The Christian Quarter occupies the northwestern corner of the walled Old City of Jerusalem, and is one of the four quarters alongside the Jewish Quarter, the Muslim Quarter, and the Armenian Quarter. The Christian Quarter is the second largest of the four quarters, next to the Muslim Quarter.
The Christian Quarter is usually recognized as the grounds where Jesus was crucified and buried. Since it lies just beyond Jaffa Gate — which is the traditional entrance for the pilgrims — the Christian Quarter is usually the first place that most tourists visit. The Jaffa Gate is also the easiest way to get into the Christian Quarter. Or, tourists can proceed straight through the marketplace on David Street, and then turn on Christian Quarter Road or at the Muristan. Whichever way you choose, the entrance to the Christian Quarter is free.
As it is a Christian site, you can find several of the most significant landmarks and holy sites in all Christendom. The most notable is the Church of the Holy Sepulchre (also known as the Church of Resurrection). It is one of Christianity’s holiest places, as it is revered as the site where Jesus Christ was crucified, buried and eventually risen, among other events associated with the church. The Church of the Holy Sepulchre also incorporates a variety of other Christian sites, among them the chapel where Adam’s skull was buried.
The Christian Quarter essentially revolves around churches of multiple Chrisitan denominations, among them Latin, Greek Catholic, Greek Orthodox, Eastern Catholic, and Protestant (particularly Lutheran). You can even find two mosques that flank the Church of the Holy Sepulchre — the Mosque of Omar and the Al-Khanqah al-Salahiyya Mosque. It is possible to visit all (or most) of the churches in the quarter in a day or two.
Among the residents in the quarter are numerous priests, monks, nuns, and other religious servants and officials, many of whom are attached to the prominent Latin Patriarchate of Jerusalem and the Greek Patriarchate of Jerusalem.

# COMPLETE THE FOLLOWING
**A.** According to the Christian Quarter text, which quarter of the Old City is larger than the Christian Quarter?
**B.** Print the Christian Quarter text starting at "As it is a Christian" and ending at "skull was buried.".
**C.** Does each statement agree with the Christian Quarter text? Answer yes or no for each, and quote the words that decide it. (i) Visitors must pay to enter the Christian Quarter. (ii) Two mosques flank the Church of the Holy Sepulchre. (iii) The Christian Quarter occupies the northeastern corner of the Old City.
The records that follow are separate material, unrelated to the Christian Quarter text.

# MATERIAL SHOWN
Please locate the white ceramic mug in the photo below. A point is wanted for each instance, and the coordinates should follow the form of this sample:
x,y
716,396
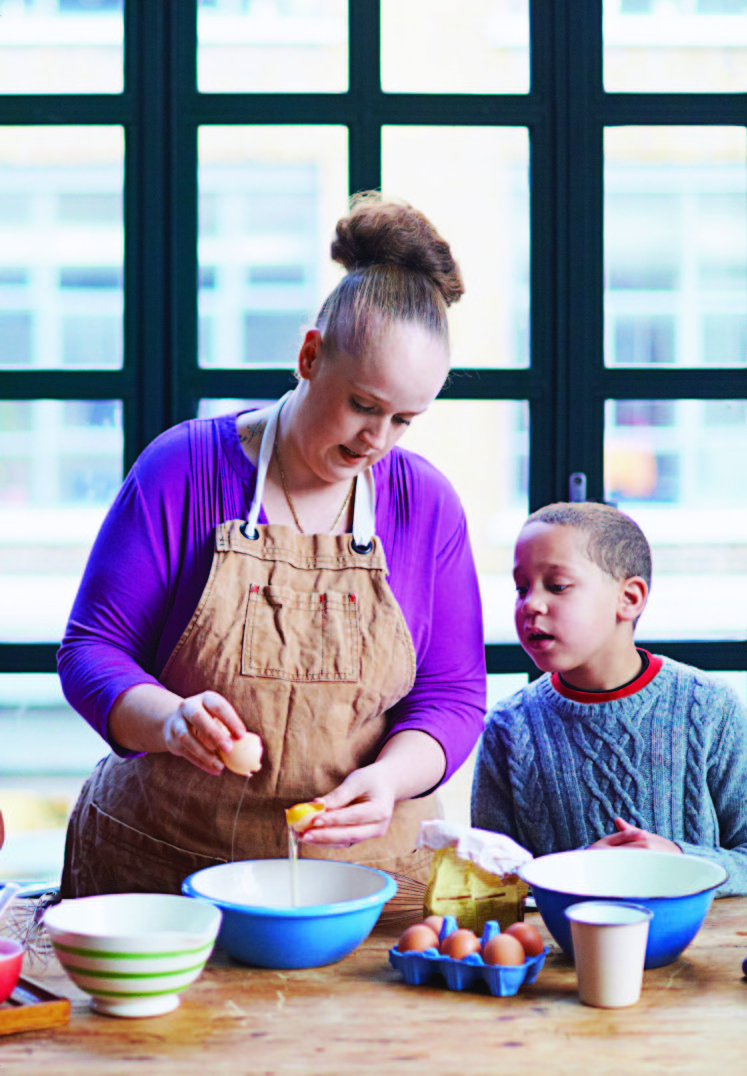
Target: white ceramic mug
x,y
609,949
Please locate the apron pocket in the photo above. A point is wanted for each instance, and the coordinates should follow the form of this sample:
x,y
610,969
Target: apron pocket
x,y
294,636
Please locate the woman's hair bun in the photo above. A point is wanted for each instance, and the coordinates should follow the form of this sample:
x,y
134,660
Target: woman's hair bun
x,y
383,232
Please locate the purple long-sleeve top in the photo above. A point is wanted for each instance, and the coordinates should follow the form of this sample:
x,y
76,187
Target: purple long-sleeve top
x,y
152,557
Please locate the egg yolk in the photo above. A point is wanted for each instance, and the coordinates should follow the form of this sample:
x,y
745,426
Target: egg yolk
x,y
301,816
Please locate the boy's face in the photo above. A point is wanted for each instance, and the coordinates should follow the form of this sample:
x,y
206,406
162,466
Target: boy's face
x,y
572,617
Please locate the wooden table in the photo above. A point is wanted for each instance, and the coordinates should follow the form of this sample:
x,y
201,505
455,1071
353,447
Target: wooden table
x,y
360,1017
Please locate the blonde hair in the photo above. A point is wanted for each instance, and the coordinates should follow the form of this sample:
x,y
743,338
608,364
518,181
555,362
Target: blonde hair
x,y
398,269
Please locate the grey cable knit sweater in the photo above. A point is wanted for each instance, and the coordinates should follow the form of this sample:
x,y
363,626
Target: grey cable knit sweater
x,y
672,759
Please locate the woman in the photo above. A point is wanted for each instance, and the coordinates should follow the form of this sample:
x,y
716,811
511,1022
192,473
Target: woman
x,y
240,581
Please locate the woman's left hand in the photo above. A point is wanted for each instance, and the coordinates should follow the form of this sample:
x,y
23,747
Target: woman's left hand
x,y
631,836
357,809
361,807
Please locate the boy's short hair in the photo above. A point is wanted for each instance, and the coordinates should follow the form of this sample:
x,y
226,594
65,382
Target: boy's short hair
x,y
616,542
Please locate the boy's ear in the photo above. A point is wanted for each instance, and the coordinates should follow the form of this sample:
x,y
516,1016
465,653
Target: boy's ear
x,y
632,597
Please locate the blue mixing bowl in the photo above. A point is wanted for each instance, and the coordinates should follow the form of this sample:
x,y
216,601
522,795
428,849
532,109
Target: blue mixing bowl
x,y
677,889
339,904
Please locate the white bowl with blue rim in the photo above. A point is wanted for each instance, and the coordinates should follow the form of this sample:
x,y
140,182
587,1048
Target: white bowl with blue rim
x,y
338,906
132,952
678,890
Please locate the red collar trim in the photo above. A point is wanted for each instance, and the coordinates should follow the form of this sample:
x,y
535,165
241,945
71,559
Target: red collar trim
x,y
654,664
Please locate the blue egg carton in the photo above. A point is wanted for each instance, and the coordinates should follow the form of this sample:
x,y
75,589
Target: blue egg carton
x,y
503,980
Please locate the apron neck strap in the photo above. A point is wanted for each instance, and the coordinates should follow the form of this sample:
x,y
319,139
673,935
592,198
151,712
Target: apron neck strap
x,y
364,506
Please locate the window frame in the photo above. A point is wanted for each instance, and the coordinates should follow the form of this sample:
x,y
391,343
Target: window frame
x,y
565,111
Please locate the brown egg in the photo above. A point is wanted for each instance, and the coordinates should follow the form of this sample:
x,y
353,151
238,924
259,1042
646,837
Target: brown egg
x,y
504,949
417,938
435,922
460,944
244,758
530,938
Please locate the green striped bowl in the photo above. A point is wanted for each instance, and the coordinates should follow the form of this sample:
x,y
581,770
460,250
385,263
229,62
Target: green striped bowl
x,y
132,952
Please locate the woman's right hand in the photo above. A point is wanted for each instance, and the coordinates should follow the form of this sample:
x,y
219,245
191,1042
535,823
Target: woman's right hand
x,y
151,719
200,727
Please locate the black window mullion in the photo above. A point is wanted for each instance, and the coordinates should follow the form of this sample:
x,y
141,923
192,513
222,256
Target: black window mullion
x,y
145,323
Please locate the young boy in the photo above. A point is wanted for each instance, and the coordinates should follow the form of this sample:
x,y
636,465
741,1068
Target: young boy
x,y
612,747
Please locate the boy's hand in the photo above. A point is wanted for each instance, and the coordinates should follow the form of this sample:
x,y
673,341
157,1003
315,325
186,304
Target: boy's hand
x,y
631,836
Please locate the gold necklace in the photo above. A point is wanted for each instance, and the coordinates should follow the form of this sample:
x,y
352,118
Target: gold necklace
x,y
291,505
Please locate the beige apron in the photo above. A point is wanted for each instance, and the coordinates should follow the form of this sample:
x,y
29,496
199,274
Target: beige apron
x,y
302,635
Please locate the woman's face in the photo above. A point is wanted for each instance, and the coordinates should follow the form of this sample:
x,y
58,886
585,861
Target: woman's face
x,y
354,408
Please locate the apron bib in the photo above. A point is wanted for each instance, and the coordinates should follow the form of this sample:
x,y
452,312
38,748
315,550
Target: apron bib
x,y
302,635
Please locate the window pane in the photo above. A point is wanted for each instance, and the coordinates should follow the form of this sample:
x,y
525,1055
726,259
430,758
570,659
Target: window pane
x,y
273,46
68,46
60,466
47,751
61,246
676,246
435,46
491,483
269,201
691,46
487,224
677,468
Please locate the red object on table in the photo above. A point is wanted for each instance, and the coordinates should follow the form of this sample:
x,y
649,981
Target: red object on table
x,y
11,959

# ANSWERS IN ORDER
**A.** The Muslim Quarter.

**B.**
As it is a Christian site, you can find several of the most significant landmarks and holy sites in all Christendom. The most notable is the Church of the Holy Sepulchre (also known as the Church of Resurrection). It is one of Christianity’s holiest places, as it is revered as the site where Jesus Christ was crucified, buried and eventually risen, among other events associated with the church. The Church of the Holy Sepulchre also incorporates a variety of other Christian sites, among them the chapel where Adam’s skull was buried.

**C.**
(i) No: "the entrance to the Christian Quarter is free"
(ii) Yes: "You can even find two mosques that flank the Church of the Holy Sepulchre"
(iii) No: "The Christian Quarter occupies the northwestern corner of the walled Old City of Jerusalem"